── Text provided

【Distributed System】Partitioning

Posted by 西维蜀黍 on 2022-01-29, Last Modified on 2023-10-11

Partitioning

The main reason for wanting to partition data is scalability. Different partitions can be placed on different nodes in a shared-nothing cluster. Thus, a large dataset can be distributed across many disks, and the query load can be distributed across many processors.

Partitioning and Replication

Partitioning is usually combined with replication so that copies of each partition are stored on multiple nodes. This means that, even though each record belongs to exactly one partition, it may still be stored on several different nodes for fault toler‐ance.

A node may store more than one partition. If a leader–follower replication model is used, the combination of partitioning and replication can look like below. Each partition’s leader is assigned to one node, and its followers are assigned to other nodes. Each node may be the leader for some partitions and a follower for other partitions.

Partitioning of Key-Value Data

Say you have a large amount of data, and you want to partition it. How do you decide which records to store on which nodes?

Our goal with partitioning is to spread the data and the query load evenly across nodes. If every node takes a fair share, then—in theory—10 nodes should be able to handle 10 times as much data and 10 times the read and write throughput of a single node (ignoring replication for now).

If the partitioning is unfair, so that some partitions have more data or queries than others, we call it skewed. The presence of skew makes partitioning much less effective. In an extreme case, all the load could end up on one partition, so 9 out of 10 nodes are idle and your bottleneck is the single busy node. A partition with disproportionately high load is called a hot spot.

The simplest approach for avoiding hot spots would be to assign records to nodes randomly. That would distribute the data quite evenly across the nodes, but it has a big disadvantage: when you’re trying to read a particular item, you have no way of knowing which node it is on, so you have to query all nodes in parallel.

Partitioning by Key Range

One way of partitioning is to assign a continuous range of keys (from some minimum to some maximum) to each partition, like the volumes of a paper encyclopedia (see above). If you know the boundaries between the ranges, you can easily determine which partition contains a given key. If you also know which partition is assigned to which node, then you can make your request directly to the appropriate node (or, in the case of the encyclopedia, pick the correct book off the shelf).

The ranges of keys are not necessarily evenly spaced, because your data may not be evenly distributed. For example, in the example above, volume 1 contains words starting with A and B, but volume 12 contains words starting with T, U, V, X, Y, and Z. Simply having one volume per two letters of the alphabet would lead to some volumes being much bigger than others. In order to distribute the data evenly, the partition boundaries need to adapt to the data.

The partition boundaries might be chosen manually by an administrator, or the database can choose them automatically. This partitioning strategy is used by Bigtable, its open source equivalent HBase, RethinkDB, and MongoDB before version 2.4.

Within each partition, we can keep keys in sorted order (e.g., “SSTables and LSM-Trees”). This has the advantage that range scans are easy, and you can treat the key as a concatenated index in order to fetch several related records in one query (e.g.,“Multi-column indexes”). For example, consider an application that stores data from a network of sensors, where the key is the timestamp of the measurement (year-month-day-hour-minute-second). Range scans are very useful in this case, because they let you easily fetch, say, all the readings from a particular month.

────

**Tasks**
• a. Print the partitioning passage from "The ranges of" to "to the data.", inclusive.
• b. In the passage on partitioning, what is a partition with disproportionately high load called?
• c. Extend the passage on partitioning past its final sentence.

── Study material

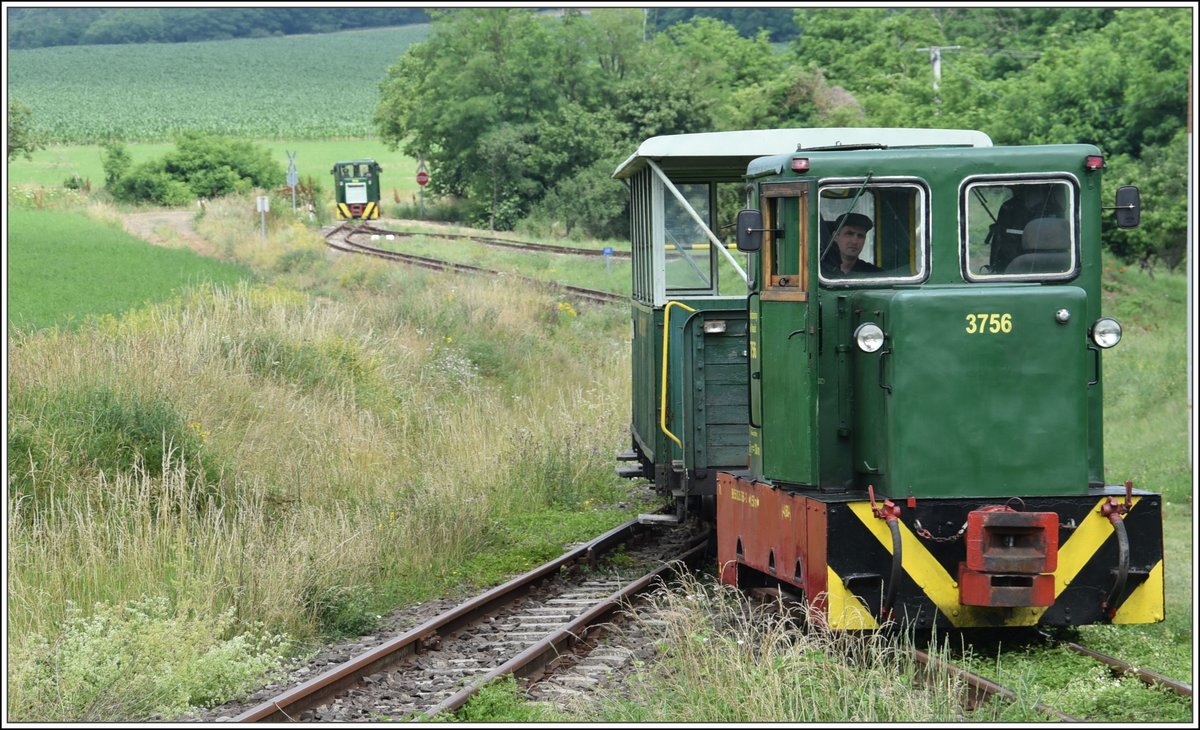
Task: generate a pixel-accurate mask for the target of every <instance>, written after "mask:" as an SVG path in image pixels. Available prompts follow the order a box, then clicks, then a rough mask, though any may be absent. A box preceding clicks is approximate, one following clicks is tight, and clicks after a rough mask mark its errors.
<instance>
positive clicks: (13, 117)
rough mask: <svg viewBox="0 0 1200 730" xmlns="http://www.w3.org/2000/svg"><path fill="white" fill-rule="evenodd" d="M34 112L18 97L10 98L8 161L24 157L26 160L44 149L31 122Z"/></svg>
mask: <svg viewBox="0 0 1200 730" xmlns="http://www.w3.org/2000/svg"><path fill="white" fill-rule="evenodd" d="M30 116H32V112H31V110H30V108H29V107H26V106H25V104H23V103H20V101H19V100H17V98H16V97H12V96H10V97H8V160H12V158H13V157H16V156H17V155H23V156H24V157H25V158H26V160H29V158H30V157H32V155H34V152H35V151H36V150H38V149H41V148H42V142H41V139H40V138H38V137H37V132H35V131H34V126H32V122H31V121H30Z"/></svg>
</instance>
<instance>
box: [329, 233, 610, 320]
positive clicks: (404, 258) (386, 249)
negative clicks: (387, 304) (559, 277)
mask: <svg viewBox="0 0 1200 730" xmlns="http://www.w3.org/2000/svg"><path fill="white" fill-rule="evenodd" d="M343 231H346V235H344V241H342V243H338V241H337V240H336V238H337V237H338V234H341V233H342V232H343ZM365 233H370V231H364V227H362V226H359V227H352V226H348V225H347V223H342V225H341V226H338V227H337V228H334V229H331V231H330V232H329V233H326V234H325V243H326V245H329V246H330V247H334V249H337V250H338V251H348V252H354V253H366V255H370V256H376V257H379V258H383V259H386V261H392V262H400V263H407V264H413V265H418V267H424V268H426V269H434V270H439V271H445V270H454V271H460V273H467V274H488V275H492V276H512V277H516V279H521V280H522V281H528V282H530V283H534V285H538V286H541V287H552V288H556V289H559V291H563V292H566V293H568V294H571V295H575V297H578V298H580V299H586V300H588V301H595V303H599V304H613V303H617V304H619V303H623V301H626V300H628V297H624V295H622V294H614V293H612V292H602V291H599V289H587V288H583V287H575V286H570V285H563V283H558V282H553V281H546V280H542V279H534V277H532V276H522V275H520V274H512V273H508V271H496V270H492V269H484V268H481V267H475V265H472V264H460V263H454V262H449V261H443V259H439V258H430V257H425V256H416V255H413V253H401V252H398V251H389V250H388V249H379V247H377V246H371V245H368V244H360V243H355V241H350V240H349V239H350V237H352V235H362V234H365Z"/></svg>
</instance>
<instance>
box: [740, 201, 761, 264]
mask: <svg viewBox="0 0 1200 730" xmlns="http://www.w3.org/2000/svg"><path fill="white" fill-rule="evenodd" d="M762 232H763V228H762V213H761V211H757V210H755V209H752V208H748V209H745V210H739V211H738V251H745V252H748V253H751V252H755V251H760V250H762Z"/></svg>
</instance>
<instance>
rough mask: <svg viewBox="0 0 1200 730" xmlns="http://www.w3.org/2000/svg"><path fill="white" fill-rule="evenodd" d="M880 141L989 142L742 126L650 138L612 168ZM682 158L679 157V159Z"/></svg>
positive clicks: (840, 127)
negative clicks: (763, 129) (728, 129)
mask: <svg viewBox="0 0 1200 730" xmlns="http://www.w3.org/2000/svg"><path fill="white" fill-rule="evenodd" d="M860 144H881V145H884V146H888V148H896V146H991V138H990V137H988V134H985V133H983V132H978V131H976V130H917V128H907V127H814V128H796V130H748V131H737V132H700V133H695V134H665V136H661V137H650V138H649V139H647V140H646V142H643V143H642V144H641V146H638V148H637V151H636V152H634V154H632V155H630V156H629V158H628V160H625V161H624V162H622V163H620V166H619V167H617V169H616V172H613V174H612V176H614V178H628V176H630V175H631V174H634V173H635V172H637V170H638V169H641V168H642V167H644V166H646V162H644V160H654V161H656V162H662V161H667V160H671V158H677V160H678V158H682V157H691V158H704V160H709V161H712V160H713V158H719V157H736V158H743V160H746V161H749V160H752V158H755V157H763V156H767V155H782V154H791V152H794V151H797V150H800V149H811V148H832V146H840V145H860ZM680 162H682V160H680Z"/></svg>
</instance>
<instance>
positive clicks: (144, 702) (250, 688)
mask: <svg viewBox="0 0 1200 730" xmlns="http://www.w3.org/2000/svg"><path fill="white" fill-rule="evenodd" d="M233 626H234V615H233V609H229V610H228V611H226V612H224V614H222V615H221V616H217V617H212V616H199V615H188V612H186V611H178V610H174V609H173V608H172V606H170V605H169V603H168V600H167V599H166V598H148V599H143V600H139V602H132V603H130V604H126V605H124V606H115V605H109V604H97V605H96V608H95V612H94V615H92V616H90V617H88V616H83V615H82V612H80V611H79V610H78V609H73V610H72V615H71V617H70V618H68V620H67V622H66V626H65V627H64V628H62V633H61V635H60V636H59V638H58V640H56V641H54V642H50V641H48V640H47V639H44V638H42V636H35V638H34V639H32V640H31V641H30V642H29V645H28V646H25V647H23V648H19V650H17V651H14V652H13V656H12V665H11V668H10V672H11V674H10V688H13V689H16V690H18V692H17V696H11V695H10V700H11V702H12V704H11V705H10V708H11V711H12V717H11V719H14V720H18V722H91V723H96V722H112V719H113V718H122V719H125V720H134V722H136V720H148V719H156V718H158V717H167V718H173V717H178V716H181V714H184V713H185V712H187V711H188V710H190V708H191V707H194V706H200V705H214V704H220V702H224V701H227V700H230V699H233V698H234V696H236V695H238V694H240V693H244V692H247V690H250V689H252V688H253V687H254V684H256V683H258V682H259V680H260V677H263V675H264V674H265V672H268V671H270V670H272V669H276V668H278V666H280V665H281V664H282V662H283V658H284V651H286V640H284V638H283V636H277V635H276V636H269V635H263V633H262V630H260V629H258V628H256V632H254V634H246V633H244V634H234V635H229V634H232V629H233Z"/></svg>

────

**Task responses**
• a.
The ranges of keys are not necessarily evenly spaced, because your data may not be evenly distributed. For example, in the example above, volume 1 contains words starting with A and B, but volume 12 contains words starting with T, U, V, X, Y, and Z. Simply having one volume per two letters of the alphabet would lead to some volumes being much bigger than others. In order to distribute the data evenly, the partition boundaries need to adapt to the data.

• b. A hot spot.

• c.
However, the downside of key range partitioning is that certain access patterns can lead to hot spots. If the key is a timestamp, then the partitions correspond to ranges of time—e.g., one partition per day. Unfortunately, because we write data from the sensors to the database as the measurements happen, all the writes end up going to the same partition (the one for today), so that partition can be overloaded with writes while others sit idle.

To avoid this problem in the sensor database, you need to use something other than the timestamp as the first element of the key. For example, you could prefix each timestamp with the sensor name so that the partitioning is first by sensor name and then by time. Assuming you have many sensors active at the same time, the write load will end up more evenly spread across the partitions. Now, when you want to fetch the values of multiple sensors within a time range, you need to perform a separate range query for each sensor name.

Partitioning by Hash of Key

Because of this risk of skew and hot spots, many distributed datastores use a hash function to determine the partition for a given key.

A good hash function takes skewed data and makes it uniformly distributed. Say you have a 32-bit hash function that takes a string. Whenever you give it a new string, it returns a seemingly random number between 0 and 2 32 − 1. Even if the input strings are very similar, their hashes are evenly distributed across that range of numbers.

For partitioning purposes, the hash function need not be cryptographically strong: for example, Cassandra and MongoDB use MD5, and Voldemort uses the Fowler–Noll–Vo function. Many programming languages have simple hash functions built in (as they are used for hash tables), but they may not be suitable for partitioning: for example, in Java’s Object.hashCode() and Ruby’s Object#hash, the same key may have a different hash value in different processes.

Once you have a suitable hash function for keys, you can assign each partition a range of hashes (rather than a range of keys), and every key whose hash falls within a partition’s range will be stored in that partition.

Downsides

Unfortunately however, by using the hash of the key for partitioning we lose a nice property of key-range partitioning: the ability to do efficient range queries. Keys that were once adjacent are now scattered across all the partitions, so their sort order is lost. In MongoDB, if you have enabled hash-based sharding mode, any range query has to be sent to all partition. Range queries on the primary key are not supported by Riak, Couchbase, or Voldemort.

Cassandra achieves a compromise between the two partitioning strategies. A table in Cassandra can be declared with a compound primary key consisting of several columns. Only the first part of that key is hashed to determine the partition, but the other columns are used as a concatenated index for sorting the data in Cassandra’s SSTables. A query therefore cannot search for a range of values within the first column of a compound key, but if it specifies a fixed value for the first column, it can perform an efficient range scan over the other columns of the key.

Skewed Workloads and Relieving Hot Spots

As discussed, hashing a key to determine its partition can help reduce hot spots. However, it can’t avoid them entirely: in the extreme case where all reads and writes are for the same key, you still end up with all requests being routed to the same partition.

This kind of workload is perhaps unusual, but not unheard of: for example, on a social media site, a celebrity user with millions of followers may cause a storm of activity when they do something. This event can result in a large volume of writes to the same key (where the key is perhaps the user ID of the celebrity, or the ID of the action that people are commenting on). Hashing the key doesn’t help, as the hash of two identical IDs is still the same.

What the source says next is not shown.